[SUPPLIED RECORDS — start]

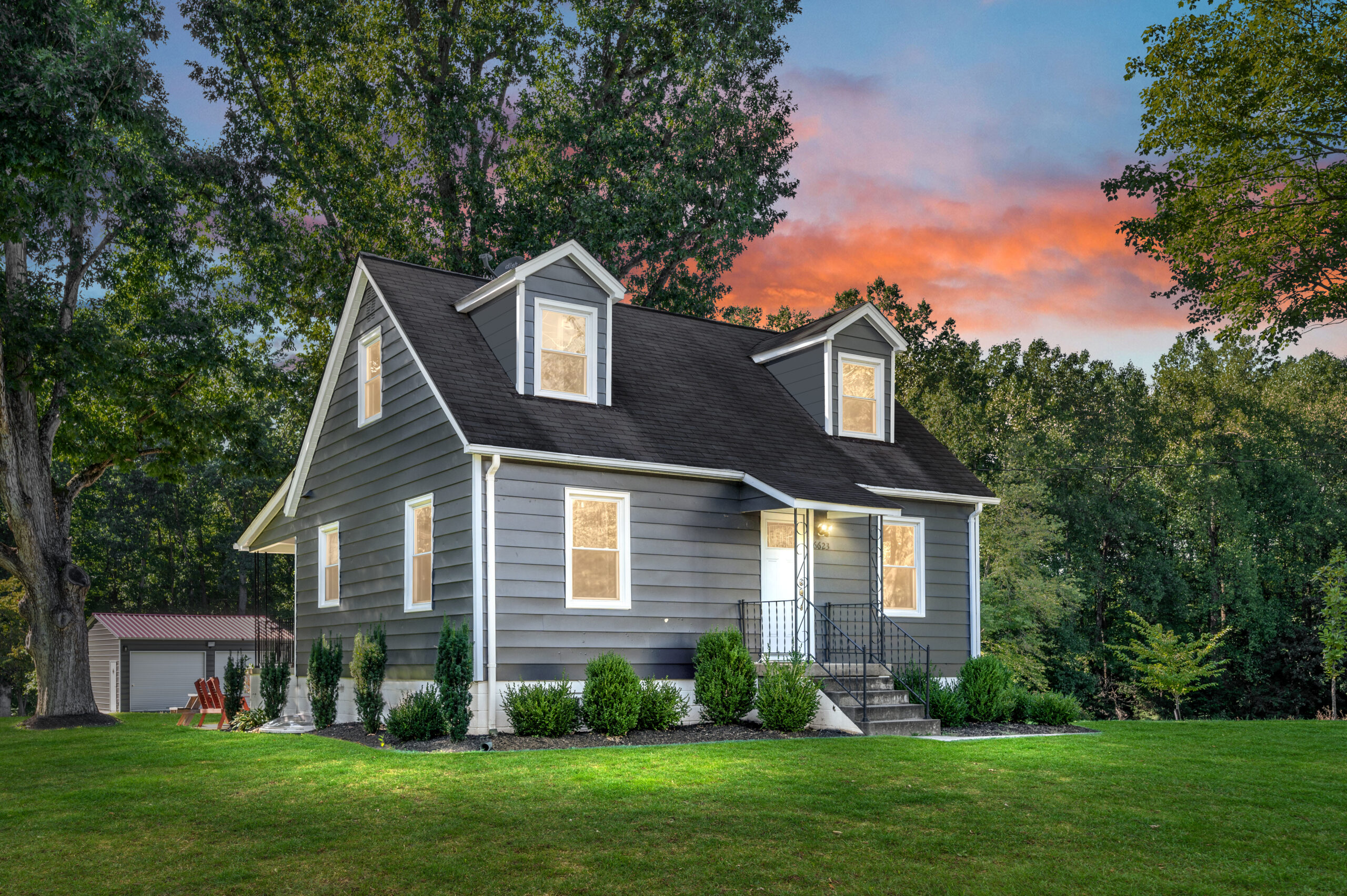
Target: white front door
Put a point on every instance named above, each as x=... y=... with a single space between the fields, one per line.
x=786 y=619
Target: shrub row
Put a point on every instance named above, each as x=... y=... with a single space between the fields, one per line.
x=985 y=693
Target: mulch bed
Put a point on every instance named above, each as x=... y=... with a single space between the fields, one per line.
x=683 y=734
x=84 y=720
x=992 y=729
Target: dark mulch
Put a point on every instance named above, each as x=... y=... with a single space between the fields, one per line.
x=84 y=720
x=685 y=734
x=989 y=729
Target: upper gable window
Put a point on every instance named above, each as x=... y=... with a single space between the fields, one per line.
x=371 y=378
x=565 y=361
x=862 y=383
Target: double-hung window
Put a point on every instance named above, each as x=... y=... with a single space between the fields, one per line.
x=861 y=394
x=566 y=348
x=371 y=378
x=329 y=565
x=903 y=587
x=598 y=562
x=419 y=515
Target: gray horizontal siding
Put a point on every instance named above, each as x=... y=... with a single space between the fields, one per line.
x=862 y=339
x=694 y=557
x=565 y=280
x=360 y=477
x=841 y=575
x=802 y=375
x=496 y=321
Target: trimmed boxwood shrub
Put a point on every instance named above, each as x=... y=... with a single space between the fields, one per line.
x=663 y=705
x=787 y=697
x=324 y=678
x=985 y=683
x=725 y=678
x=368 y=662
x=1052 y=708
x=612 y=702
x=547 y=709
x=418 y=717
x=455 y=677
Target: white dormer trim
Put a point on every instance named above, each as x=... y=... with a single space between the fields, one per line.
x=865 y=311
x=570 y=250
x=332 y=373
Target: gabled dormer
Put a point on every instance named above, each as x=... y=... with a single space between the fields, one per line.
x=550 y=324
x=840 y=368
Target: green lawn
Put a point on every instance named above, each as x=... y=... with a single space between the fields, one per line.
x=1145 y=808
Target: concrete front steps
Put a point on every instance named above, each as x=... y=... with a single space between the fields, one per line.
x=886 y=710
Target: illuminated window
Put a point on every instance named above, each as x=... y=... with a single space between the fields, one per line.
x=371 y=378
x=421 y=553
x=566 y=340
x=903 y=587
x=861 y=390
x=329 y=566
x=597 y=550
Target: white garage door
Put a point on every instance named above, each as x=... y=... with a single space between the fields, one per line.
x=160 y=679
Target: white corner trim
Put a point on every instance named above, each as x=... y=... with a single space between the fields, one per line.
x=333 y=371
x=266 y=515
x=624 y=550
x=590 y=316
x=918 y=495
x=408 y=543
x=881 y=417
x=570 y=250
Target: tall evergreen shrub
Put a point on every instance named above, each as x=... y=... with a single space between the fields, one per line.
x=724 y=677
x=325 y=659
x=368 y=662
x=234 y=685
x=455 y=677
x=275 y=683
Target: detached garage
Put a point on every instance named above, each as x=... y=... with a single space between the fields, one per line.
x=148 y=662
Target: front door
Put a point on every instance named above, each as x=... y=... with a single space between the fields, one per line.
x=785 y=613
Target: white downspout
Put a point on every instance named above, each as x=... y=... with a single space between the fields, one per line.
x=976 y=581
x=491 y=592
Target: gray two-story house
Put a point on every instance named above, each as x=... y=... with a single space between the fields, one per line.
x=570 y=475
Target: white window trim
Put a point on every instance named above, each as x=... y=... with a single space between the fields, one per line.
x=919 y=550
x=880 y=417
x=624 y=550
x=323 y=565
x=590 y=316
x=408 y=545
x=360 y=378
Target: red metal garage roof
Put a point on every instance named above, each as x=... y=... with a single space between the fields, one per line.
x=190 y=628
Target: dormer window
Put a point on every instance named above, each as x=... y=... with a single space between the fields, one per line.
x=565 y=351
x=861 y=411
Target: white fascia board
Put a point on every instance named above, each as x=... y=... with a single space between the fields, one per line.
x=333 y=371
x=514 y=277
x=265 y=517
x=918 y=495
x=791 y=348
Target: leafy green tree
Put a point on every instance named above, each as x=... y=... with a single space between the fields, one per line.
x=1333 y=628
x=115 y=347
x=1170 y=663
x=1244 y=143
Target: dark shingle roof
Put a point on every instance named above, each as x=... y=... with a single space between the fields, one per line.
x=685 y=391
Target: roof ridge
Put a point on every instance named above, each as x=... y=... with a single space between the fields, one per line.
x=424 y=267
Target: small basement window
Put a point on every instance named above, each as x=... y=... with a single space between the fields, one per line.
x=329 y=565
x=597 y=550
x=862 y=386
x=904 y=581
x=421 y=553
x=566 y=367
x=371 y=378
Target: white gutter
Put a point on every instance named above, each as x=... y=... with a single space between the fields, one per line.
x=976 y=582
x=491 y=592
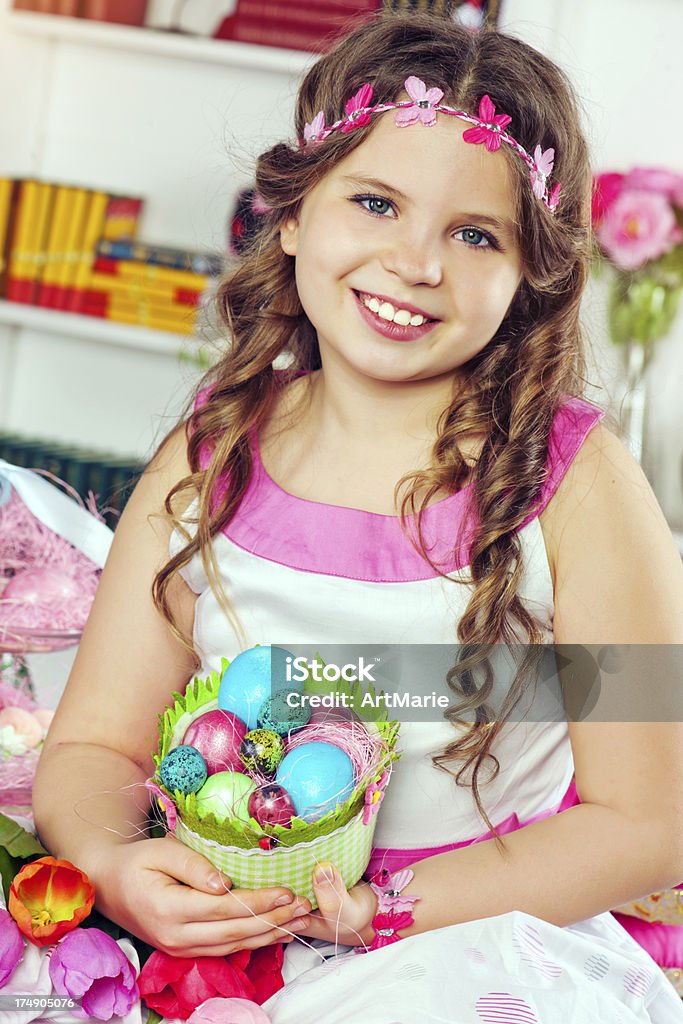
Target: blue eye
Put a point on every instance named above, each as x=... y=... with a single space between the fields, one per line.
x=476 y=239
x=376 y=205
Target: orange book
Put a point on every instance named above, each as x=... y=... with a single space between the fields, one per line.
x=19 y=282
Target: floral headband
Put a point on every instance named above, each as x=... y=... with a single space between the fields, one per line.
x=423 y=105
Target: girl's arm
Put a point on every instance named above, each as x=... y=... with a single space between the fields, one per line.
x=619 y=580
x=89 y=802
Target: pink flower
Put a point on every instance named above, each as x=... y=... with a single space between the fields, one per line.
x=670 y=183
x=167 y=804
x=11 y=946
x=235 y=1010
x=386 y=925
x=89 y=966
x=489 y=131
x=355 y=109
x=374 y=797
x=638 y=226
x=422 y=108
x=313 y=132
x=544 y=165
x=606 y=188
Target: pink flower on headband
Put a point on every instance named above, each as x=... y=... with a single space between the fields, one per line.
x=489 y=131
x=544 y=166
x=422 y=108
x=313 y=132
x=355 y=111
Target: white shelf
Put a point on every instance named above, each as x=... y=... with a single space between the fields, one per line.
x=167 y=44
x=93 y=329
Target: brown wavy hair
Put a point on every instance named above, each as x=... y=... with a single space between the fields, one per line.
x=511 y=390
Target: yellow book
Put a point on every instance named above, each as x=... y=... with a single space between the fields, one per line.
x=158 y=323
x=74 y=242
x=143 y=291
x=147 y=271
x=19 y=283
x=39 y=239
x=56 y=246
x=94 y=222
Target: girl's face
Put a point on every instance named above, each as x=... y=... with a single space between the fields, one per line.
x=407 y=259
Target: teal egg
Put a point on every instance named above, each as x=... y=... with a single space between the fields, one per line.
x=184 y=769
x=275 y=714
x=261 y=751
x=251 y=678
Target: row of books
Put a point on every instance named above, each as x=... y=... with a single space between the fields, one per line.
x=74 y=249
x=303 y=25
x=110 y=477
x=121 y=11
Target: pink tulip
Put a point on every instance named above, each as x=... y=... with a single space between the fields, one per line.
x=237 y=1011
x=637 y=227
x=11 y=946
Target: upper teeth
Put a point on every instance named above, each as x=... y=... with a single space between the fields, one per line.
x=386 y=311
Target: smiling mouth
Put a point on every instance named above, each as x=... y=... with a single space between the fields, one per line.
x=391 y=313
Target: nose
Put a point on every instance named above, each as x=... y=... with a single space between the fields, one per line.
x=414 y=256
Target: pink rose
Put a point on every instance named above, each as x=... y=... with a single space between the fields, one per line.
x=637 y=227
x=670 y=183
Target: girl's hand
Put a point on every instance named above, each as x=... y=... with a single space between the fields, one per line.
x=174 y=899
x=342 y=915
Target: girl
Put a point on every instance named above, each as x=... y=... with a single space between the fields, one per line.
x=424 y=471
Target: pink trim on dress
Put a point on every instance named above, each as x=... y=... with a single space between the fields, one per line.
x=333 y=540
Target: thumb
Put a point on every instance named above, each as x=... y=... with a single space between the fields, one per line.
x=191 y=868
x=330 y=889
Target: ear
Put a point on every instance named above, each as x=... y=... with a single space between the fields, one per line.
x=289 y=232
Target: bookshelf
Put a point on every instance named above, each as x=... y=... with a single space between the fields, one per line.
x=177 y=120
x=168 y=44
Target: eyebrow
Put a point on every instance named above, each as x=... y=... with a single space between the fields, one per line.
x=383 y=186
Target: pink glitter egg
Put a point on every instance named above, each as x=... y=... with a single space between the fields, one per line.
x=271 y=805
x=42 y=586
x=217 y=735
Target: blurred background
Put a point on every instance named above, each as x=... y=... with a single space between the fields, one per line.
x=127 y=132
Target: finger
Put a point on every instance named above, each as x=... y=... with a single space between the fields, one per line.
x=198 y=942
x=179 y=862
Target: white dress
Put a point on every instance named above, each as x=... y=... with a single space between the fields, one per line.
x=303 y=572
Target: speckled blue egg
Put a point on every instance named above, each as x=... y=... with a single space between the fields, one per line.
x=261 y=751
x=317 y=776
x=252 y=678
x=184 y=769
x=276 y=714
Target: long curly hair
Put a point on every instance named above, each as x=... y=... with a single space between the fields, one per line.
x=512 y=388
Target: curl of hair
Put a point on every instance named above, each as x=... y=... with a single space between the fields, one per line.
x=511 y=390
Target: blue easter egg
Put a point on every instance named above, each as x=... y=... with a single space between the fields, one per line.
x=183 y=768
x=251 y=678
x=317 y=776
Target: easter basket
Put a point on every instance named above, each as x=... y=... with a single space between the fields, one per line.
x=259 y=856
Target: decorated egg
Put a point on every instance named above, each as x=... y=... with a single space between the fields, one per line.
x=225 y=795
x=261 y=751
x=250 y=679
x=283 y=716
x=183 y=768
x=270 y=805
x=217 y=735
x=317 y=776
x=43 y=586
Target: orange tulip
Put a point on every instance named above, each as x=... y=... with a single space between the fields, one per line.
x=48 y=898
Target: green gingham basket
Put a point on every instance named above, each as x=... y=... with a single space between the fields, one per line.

[SUPPLIED RECORDS — finish]

AIM OF THE TASK: Out of the entries above, write out only the lines between the line holding "Target: white garage door" and the line holding "Target: white downspout", inclusive, each exactly as given.

TASK SOLUTION:
Target: white garage door
Put a point on every instance named above, each as x=... y=... with a single space between the fields, one per line.
x=160 y=679
Target: white corner trim
Put a point on every instance named above, each as x=... y=... with a single space between the fields, one per line.
x=333 y=371
x=266 y=515
x=624 y=550
x=590 y=316
x=918 y=495
x=408 y=543
x=881 y=417
x=570 y=250
Target: tall evergreen shrub
Put a point on every instance named above, each as x=... y=... with a single space between the fields, one per line.
x=724 y=677
x=325 y=659
x=368 y=662
x=234 y=685
x=455 y=677
x=275 y=683
Target: detached garage
Put a point on every instance named above, each as x=... y=... with a single space between the fields, one per line.
x=148 y=662
Target: front door
Put a point on every instance named above, each as x=... y=... with a single space between the fields, one per line.
x=785 y=613
Target: white downspout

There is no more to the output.